- _Data section_
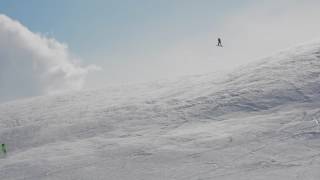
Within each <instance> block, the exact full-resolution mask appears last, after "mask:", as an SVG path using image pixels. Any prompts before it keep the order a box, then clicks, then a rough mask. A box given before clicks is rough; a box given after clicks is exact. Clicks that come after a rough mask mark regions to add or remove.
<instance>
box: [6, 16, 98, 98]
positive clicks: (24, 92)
mask: <svg viewBox="0 0 320 180" xmlns="http://www.w3.org/2000/svg"><path fill="white" fill-rule="evenodd" d="M94 69H97V67H96V66H93V65H91V66H83V65H81V64H80V61H79V60H78V59H77V58H76V57H75V56H73V55H72V54H71V53H70V51H69V49H68V47H67V45H65V44H63V43H60V42H58V41H57V40H55V39H53V38H48V37H45V36H43V35H41V34H36V33H33V32H31V31H30V30H28V28H27V27H25V26H23V25H22V24H21V23H19V22H18V21H15V20H13V19H11V18H10V17H8V16H6V15H0V92H1V93H0V101H5V100H11V99H17V98H21V97H27V96H34V95H44V94H52V93H57V92H64V91H68V90H79V89H81V88H82V86H83V83H84V81H85V78H86V75H87V74H88V73H89V72H90V70H94Z"/></svg>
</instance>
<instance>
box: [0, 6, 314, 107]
mask: <svg viewBox="0 0 320 180" xmlns="http://www.w3.org/2000/svg"><path fill="white" fill-rule="evenodd" d="M319 7H320V1H318V0H303V1H301V0H260V1H257V0H90V1H89V0H55V1H52V0H28V1H21V0H1V3H0V14H2V15H1V16H0V47H1V49H0V102H1V101H8V100H13V99H18V98H23V97H28V96H35V95H43V94H51V93H57V92H63V91H67V90H80V89H83V88H100V87H103V86H105V85H108V84H119V83H134V82H144V81H152V80H156V79H163V78H169V79H170V78H173V77H177V76H183V75H192V74H202V73H210V72H217V71H224V70H231V69H233V68H235V67H237V66H239V65H243V64H246V63H249V62H251V61H254V60H258V59H259V58H261V57H264V56H267V55H269V54H272V53H274V52H275V51H278V50H281V49H283V48H287V47H290V46H293V45H295V44H298V43H303V42H307V41H311V40H314V39H319V37H320V24H319V23H318V22H319V17H320V11H319ZM218 37H221V38H222V43H223V45H224V48H218V47H216V43H217V38H218Z"/></svg>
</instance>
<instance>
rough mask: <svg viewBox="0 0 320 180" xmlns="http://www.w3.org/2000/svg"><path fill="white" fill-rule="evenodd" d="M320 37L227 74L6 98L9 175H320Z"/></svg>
mask: <svg viewBox="0 0 320 180" xmlns="http://www.w3.org/2000/svg"><path fill="white" fill-rule="evenodd" d="M319 52H320V43H319V42H314V43H309V44H303V45H299V46H297V47H294V48H291V49H287V50H284V51H281V52H279V53H276V54H274V55H272V56H270V57H267V58H264V59H262V60H261V61H258V62H256V63H252V64H250V65H248V66H244V67H240V68H239V69H237V70H235V71H234V72H232V73H230V74H227V75H225V76H221V77H217V75H214V74H207V75H199V76H188V77H184V78H181V79H178V80H172V81H169V80H168V81H166V80H162V81H157V82H151V83H145V84H132V85H122V86H110V87H106V88H105V89H100V90H88V91H80V92H71V93H68V94H62V95H54V96H44V97H35V98H30V99H25V100H19V101H14V102H8V103H3V104H0V142H5V143H6V144H7V146H8V154H7V155H3V154H1V155H0V156H1V158H0V177H1V179H5V180H23V179H32V180H60V179H66V180H69V179H70V180H73V179H74V180H81V179H94V180H99V179H101V180H102V179H108V180H119V179H121V180H122V179H123V180H125V179H128V180H129V179H130V180H134V179H136V180H144V179H145V180H150V179H155V180H160V179H170V180H171V179H172V180H173V179H174V180H180V179H181V180H184V179H191V180H207V179H208V180H209V179H222V180H223V179H226V180H227V179H240V180H242V179H243V180H248V179H254V180H267V179H275V180H276V179H279V180H284V179H288V180H292V179H297V180H299V179H303V180H316V179H320V171H319V169H320V153H319V152H320V129H319V118H320V101H319V100H320V95H319V93H320V56H319Z"/></svg>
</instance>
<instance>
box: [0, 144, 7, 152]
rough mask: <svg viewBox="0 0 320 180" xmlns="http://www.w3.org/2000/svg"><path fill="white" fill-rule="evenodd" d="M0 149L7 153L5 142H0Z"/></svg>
mask: <svg viewBox="0 0 320 180" xmlns="http://www.w3.org/2000/svg"><path fill="white" fill-rule="evenodd" d="M1 151H2V152H3V153H4V154H6V153H7V148H6V145H5V144H1Z"/></svg>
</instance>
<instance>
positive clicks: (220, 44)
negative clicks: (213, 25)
mask: <svg viewBox="0 0 320 180" xmlns="http://www.w3.org/2000/svg"><path fill="white" fill-rule="evenodd" d="M217 46H219V47H222V43H221V39H220V38H218V45H217Z"/></svg>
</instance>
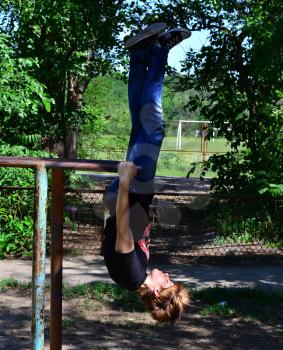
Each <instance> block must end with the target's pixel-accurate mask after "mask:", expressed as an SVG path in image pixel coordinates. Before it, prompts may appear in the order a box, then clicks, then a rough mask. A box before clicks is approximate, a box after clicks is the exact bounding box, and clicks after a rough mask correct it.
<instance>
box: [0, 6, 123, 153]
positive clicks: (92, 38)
mask: <svg viewBox="0 0 283 350" xmlns="http://www.w3.org/2000/svg"><path fill="white" fill-rule="evenodd" d="M128 6H129V4H128V2H127V1H122V0H116V1H112V0H100V1H93V0H82V1H73V0H60V1H54V0H39V1H33V0H26V1H24V2H23V1H18V0H3V1H2V2H1V4H0V12H1V17H0V21H1V22H2V23H1V27H2V29H3V30H4V31H5V32H6V33H8V34H10V35H11V36H12V37H13V40H14V42H15V49H16V51H17V54H18V56H19V57H29V58H34V59H36V60H37V62H38V67H37V68H36V69H34V71H33V73H34V77H35V78H37V79H38V80H39V81H40V82H42V83H43V84H44V85H46V87H47V91H48V93H49V94H50V96H51V97H52V98H53V99H54V101H55V104H54V108H52V110H51V112H50V113H42V114H41V115H38V121H39V122H38V124H37V130H36V131H37V132H40V133H41V134H42V135H45V136H46V137H47V139H49V140H56V139H64V140H65V146H66V143H67V142H66V130H68V128H79V127H80V126H81V125H82V123H83V122H84V121H85V119H86V118H87V117H88V115H87V114H86V113H85V112H84V110H83V96H84V92H85V90H86V88H87V86H88V84H89V82H90V80H91V79H92V78H93V77H94V76H98V75H99V74H105V73H106V72H109V71H111V70H113V69H114V70H115V68H117V67H115V64H114V62H116V58H117V55H118V51H117V50H118V48H119V46H121V40H120V39H119V34H120V33H121V32H122V31H123V30H124V26H125V23H126V21H127V18H128V17H127V11H126V10H127V8H128ZM120 52H121V51H119V53H120ZM122 58H123V55H122ZM33 131H34V130H33ZM71 141H72V140H71ZM70 153H71V154H70ZM65 156H72V152H69V147H65Z"/></svg>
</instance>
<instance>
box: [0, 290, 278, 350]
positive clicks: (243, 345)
mask: <svg viewBox="0 0 283 350" xmlns="http://www.w3.org/2000/svg"><path fill="white" fill-rule="evenodd" d="M201 307H202V305H201V304H200V302H197V301H194V302H192V304H191V305H190V306H189V307H188V309H187V312H186V314H185V316H184V317H183V318H182V320H181V321H180V322H179V323H178V324H177V325H175V326H170V325H159V324H156V323H155V322H154V321H153V320H152V319H151V318H150V316H149V315H148V314H147V313H146V312H138V311H135V310H131V311H124V310H122V309H117V308H115V307H113V306H110V305H107V304H105V303H104V304H102V303H100V302H98V301H96V300H94V299H88V298H83V297H79V298H75V299H71V300H69V301H64V302H63V349H64V350H67V349H83V350H93V349H165V350H166V349H239V350H240V349H241V350H242V349H244V350H245V349H249V350H251V349H254V350H259V349H262V350H266V349H273V350H277V349H278V350H279V349H282V348H283V331H282V326H283V323H282V322H283V320H282V318H281V319H280V322H279V323H278V324H274V325H269V324H267V323H264V322H258V321H255V320H244V319H242V318H232V319H231V318H224V317H223V318H222V317H216V316H202V315H201V314H200V310H201ZM0 314H1V319H0V349H9V350H25V349H30V317H31V316H30V315H31V297H30V291H20V290H17V289H8V290H6V291H5V292H1V293H0ZM45 320H46V332H45V333H46V337H45V338H46V346H45V348H46V349H49V329H48V327H49V295H48V293H47V300H46V317H45Z"/></svg>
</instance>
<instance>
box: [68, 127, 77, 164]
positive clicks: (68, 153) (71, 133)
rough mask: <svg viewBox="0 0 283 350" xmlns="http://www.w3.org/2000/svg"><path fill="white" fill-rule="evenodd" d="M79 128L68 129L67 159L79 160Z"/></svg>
mask: <svg viewBox="0 0 283 350" xmlns="http://www.w3.org/2000/svg"><path fill="white" fill-rule="evenodd" d="M78 137H79V128H67V129H66V135H65V158H67V159H77V149H78Z"/></svg>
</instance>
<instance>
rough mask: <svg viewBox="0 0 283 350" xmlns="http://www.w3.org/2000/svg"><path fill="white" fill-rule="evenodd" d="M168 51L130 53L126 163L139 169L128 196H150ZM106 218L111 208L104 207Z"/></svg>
mask: <svg viewBox="0 0 283 350" xmlns="http://www.w3.org/2000/svg"><path fill="white" fill-rule="evenodd" d="M167 57H168V50H167V49H164V48H161V47H153V48H152V49H151V50H150V51H149V50H146V49H141V48H139V49H133V50H131V52H130V73H129V82H128V96H129V108H130V113H131V122H132V129H131V134H130V140H129V145H128V150H127V156H126V160H127V161H132V162H133V163H134V164H135V165H137V166H141V167H142V171H140V172H139V174H138V175H137V176H135V178H134V179H133V181H132V183H131V186H130V194H131V193H133V194H137V195H142V196H143V195H151V194H152V193H153V182H154V176H155V173H156V165H157V161H158V157H159V153H160V148H161V145H162V141H163V138H164V135H165V123H164V119H163V113H162V82H163V79H164V73H165V66H166V64H167ZM118 188H119V178H116V179H115V180H114V181H113V182H112V184H111V185H110V187H109V189H108V204H109V202H113V201H114V200H115V197H117V192H118ZM108 207H109V210H110V215H112V214H114V210H115V206H113V205H108Z"/></svg>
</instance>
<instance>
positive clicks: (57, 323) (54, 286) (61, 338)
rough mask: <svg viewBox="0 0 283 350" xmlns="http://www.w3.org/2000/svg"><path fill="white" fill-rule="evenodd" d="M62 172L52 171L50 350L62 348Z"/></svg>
mask: <svg viewBox="0 0 283 350" xmlns="http://www.w3.org/2000/svg"><path fill="white" fill-rule="evenodd" d="M63 221H64V170H61V169H53V170H52V184H51V290H50V293H51V295H50V350H60V349H61V348H62V265H63Z"/></svg>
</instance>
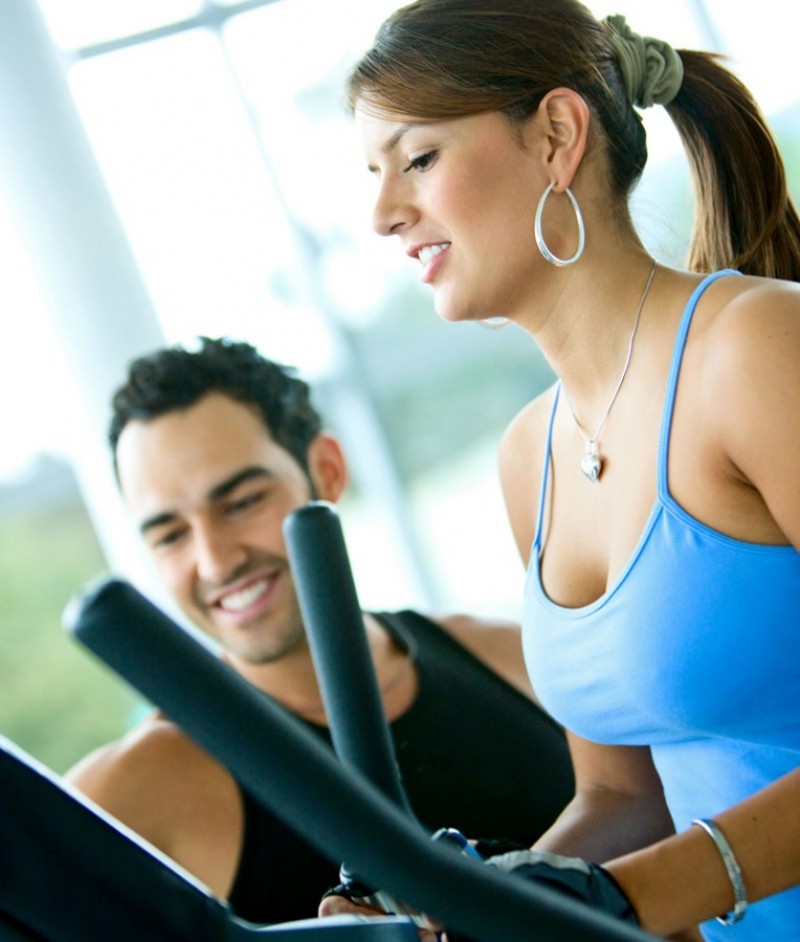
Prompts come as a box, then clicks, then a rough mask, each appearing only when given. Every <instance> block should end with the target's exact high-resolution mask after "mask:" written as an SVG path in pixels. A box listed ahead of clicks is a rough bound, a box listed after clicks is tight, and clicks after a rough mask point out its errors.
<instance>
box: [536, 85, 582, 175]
mask: <svg viewBox="0 0 800 942" xmlns="http://www.w3.org/2000/svg"><path fill="white" fill-rule="evenodd" d="M591 118H592V116H591V112H590V111H589V106H588V105H587V104H586V102H585V101H584V99H583V98H582V97H581V96H580V95H579V94H578V93H577V92H576V91H573V90H572V89H571V88H554V89H553V90H552V91H549V92H548V93H547V94H546V95H545V96H544V98H543V99H542V100H541V102H540V103H539V108H538V110H537V112H536V124H537V131H538V134H539V136H540V140H542V139H543V153H544V156H545V159H546V161H547V165H548V167H547V169H548V173H549V175H550V179H551V180H553V181H554V182H555V187H554V189H555V191H556V192H557V193H563V191H564V190H565V189H566V188H567V187H570V186H572V181H573V180H574V178H575V174H576V173H577V172H578V168H579V167H580V165H581V161H582V160H583V158H584V156H585V154H586V146H587V142H588V140H589V128H590V125H591Z"/></svg>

- _Action item_
Output the records above as they stand, from the first line to the line with "box: [6, 16, 98, 98]", inclusive, and exclude the pictures.

- _Response to the task_
Within each <instance> block, the exact full-resolution mask appears last, after "mask:", as an SVG path using image pixels. Any prompts before it keep the order a box, then clicks, then a rough mask. A box given before clicks is rough; a box given after clicks is exact. Clicks that come after a rough mask mark regions to add or remove.
<instance>
box: [6, 16, 98, 98]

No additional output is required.